**YOUR GOAL:**
Present the data from the line containing "jar, that would be wonderful." through the end of the data as a Markdown table with the columns Row and Line, omitting blank lines and any pictures.

**Point annotations for photos:**
★ ★ ★

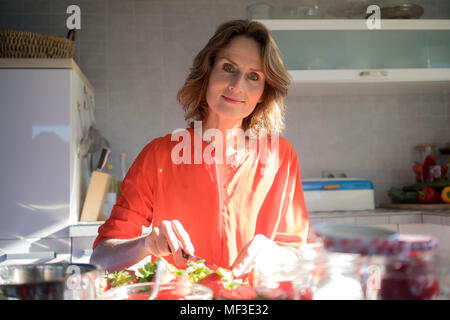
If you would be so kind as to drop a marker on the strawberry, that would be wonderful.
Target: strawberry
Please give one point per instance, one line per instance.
(244, 292)
(214, 282)
(103, 285)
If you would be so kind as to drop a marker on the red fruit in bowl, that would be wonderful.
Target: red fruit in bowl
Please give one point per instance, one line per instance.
(214, 282)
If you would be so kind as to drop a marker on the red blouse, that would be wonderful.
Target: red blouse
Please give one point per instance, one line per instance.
(262, 196)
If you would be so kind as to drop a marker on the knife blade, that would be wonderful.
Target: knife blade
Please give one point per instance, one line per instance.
(194, 258)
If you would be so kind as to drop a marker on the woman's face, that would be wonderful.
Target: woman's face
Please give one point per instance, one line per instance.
(236, 82)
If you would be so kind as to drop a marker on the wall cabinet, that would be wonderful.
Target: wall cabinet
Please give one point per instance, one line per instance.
(344, 56)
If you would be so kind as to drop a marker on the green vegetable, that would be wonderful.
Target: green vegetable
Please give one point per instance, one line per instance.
(438, 185)
(147, 272)
(229, 282)
(121, 278)
(399, 196)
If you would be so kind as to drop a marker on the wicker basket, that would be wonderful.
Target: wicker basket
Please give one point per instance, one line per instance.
(24, 44)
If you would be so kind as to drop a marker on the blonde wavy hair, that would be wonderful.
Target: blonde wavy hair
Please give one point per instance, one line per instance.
(268, 115)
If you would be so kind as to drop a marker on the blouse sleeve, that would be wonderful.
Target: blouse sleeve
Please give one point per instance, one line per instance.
(134, 207)
(293, 226)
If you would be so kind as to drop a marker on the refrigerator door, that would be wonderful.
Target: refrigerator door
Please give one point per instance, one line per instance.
(35, 144)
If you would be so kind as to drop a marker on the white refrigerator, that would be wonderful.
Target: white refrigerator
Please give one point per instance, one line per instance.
(43, 106)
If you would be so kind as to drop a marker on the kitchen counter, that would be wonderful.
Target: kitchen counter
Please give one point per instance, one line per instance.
(381, 216)
(367, 217)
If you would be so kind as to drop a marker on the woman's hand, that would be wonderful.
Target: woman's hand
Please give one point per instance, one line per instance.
(169, 238)
(261, 252)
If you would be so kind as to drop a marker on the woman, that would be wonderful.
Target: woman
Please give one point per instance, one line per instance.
(230, 191)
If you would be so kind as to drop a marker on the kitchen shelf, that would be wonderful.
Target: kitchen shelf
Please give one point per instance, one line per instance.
(354, 24)
(340, 57)
(390, 81)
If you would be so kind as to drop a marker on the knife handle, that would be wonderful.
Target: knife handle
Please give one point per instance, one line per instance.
(183, 253)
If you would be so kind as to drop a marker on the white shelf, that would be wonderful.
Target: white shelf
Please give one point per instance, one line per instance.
(371, 75)
(354, 24)
(349, 82)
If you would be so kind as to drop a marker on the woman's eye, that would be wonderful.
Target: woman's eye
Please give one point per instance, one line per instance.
(253, 76)
(228, 67)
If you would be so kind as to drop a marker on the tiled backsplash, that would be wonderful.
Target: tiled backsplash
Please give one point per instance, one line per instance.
(137, 55)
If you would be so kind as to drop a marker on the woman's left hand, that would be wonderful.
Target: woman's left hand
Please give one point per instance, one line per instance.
(260, 251)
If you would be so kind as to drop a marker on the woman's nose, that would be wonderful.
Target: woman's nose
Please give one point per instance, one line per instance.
(237, 83)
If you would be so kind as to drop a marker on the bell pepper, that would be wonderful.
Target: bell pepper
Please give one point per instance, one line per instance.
(444, 170)
(445, 195)
(418, 170)
(429, 195)
(430, 161)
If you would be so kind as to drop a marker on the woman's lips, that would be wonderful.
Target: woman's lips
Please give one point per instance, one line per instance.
(232, 100)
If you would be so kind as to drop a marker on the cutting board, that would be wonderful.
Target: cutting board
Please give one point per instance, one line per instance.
(98, 187)
(417, 206)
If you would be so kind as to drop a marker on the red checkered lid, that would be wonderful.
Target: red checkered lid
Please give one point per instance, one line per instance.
(416, 242)
(357, 239)
(384, 244)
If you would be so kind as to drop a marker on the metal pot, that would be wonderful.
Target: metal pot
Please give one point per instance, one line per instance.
(59, 281)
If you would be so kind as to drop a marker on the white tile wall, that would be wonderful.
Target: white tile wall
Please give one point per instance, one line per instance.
(426, 218)
(137, 54)
(405, 219)
(441, 232)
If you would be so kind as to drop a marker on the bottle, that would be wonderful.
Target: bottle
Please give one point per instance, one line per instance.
(122, 165)
(111, 196)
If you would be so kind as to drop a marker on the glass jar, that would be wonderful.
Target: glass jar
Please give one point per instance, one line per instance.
(410, 271)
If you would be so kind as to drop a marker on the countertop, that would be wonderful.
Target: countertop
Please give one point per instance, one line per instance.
(379, 216)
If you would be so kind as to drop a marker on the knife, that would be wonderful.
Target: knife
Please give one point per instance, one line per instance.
(194, 258)
(103, 158)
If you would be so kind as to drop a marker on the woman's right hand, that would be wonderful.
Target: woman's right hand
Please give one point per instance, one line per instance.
(169, 238)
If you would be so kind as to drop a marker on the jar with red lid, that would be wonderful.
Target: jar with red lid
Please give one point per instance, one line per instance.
(407, 270)
(330, 265)
(324, 275)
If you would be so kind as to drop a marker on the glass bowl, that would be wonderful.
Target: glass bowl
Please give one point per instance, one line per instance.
(166, 291)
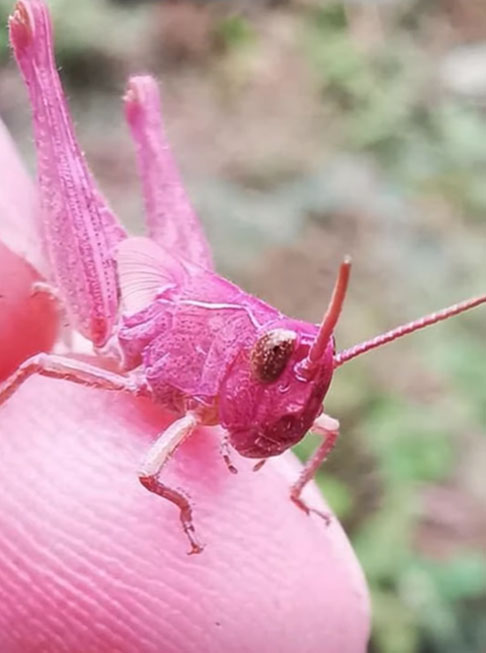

★ ★ ★

**SOLUTION TO THIS PROBLEM:**
| Row | Line |
|---|---|
| 1 | If you would be so kind as to drop a marker on the glass jar, that would be wonderful. |
| 2 | Target: glass jar |
| 3 | Please give one point per instance, one line per instance. |
| 4 | (410, 271) |
| 5 | If you would be so kind as to drop a marker on the countertop, that would be wonderful. |
| 6 | Target: countertop |
| 7 | Please give one point per instance, one line per instance. |
| 8 | (379, 216) |
| 9 | If you would be so kind as to drop a marker on the knife, that would be wonderful. |
| 10 | Target: knife |
| 11 | Please give one point per instance, one line per instance. |
| 12 | (194, 258) |
| 13 | (103, 158) |
| 14 | If you would be so kind as to drop a marker on the woman's right hand, that would be wonderful. |
| 15 | Target: woman's right hand |
| 16 | Please give one point per instance, one line per instance. |
| 17 | (169, 238) |
| 18 | If you would be so kind as to drop a marker on the jar with red lid, that would be wonderful. |
| 19 | Target: jar with red lid |
| 20 | Please give one point per instance, one line per instance. |
| 21 | (407, 270) |
| 22 | (330, 265) |
| 23 | (324, 275) |
| 24 | If you would be so kind as to drop a marker on the glass bowl, that would be wonderful. |
| 25 | Target: glass bowl |
| 26 | Please give one point per instance, one line per instance. |
| 27 | (166, 291) |